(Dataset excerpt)

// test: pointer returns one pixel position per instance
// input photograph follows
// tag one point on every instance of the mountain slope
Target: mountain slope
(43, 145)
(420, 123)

__Short problem__: Reproduce the records above line for line, with no changes.

__Full solution__:
// test: pointer returns one pixel position per instance
// input photograph follows
// tag one point on every instance of the mountain slope
Target: mountain slope
(43, 145)
(420, 123)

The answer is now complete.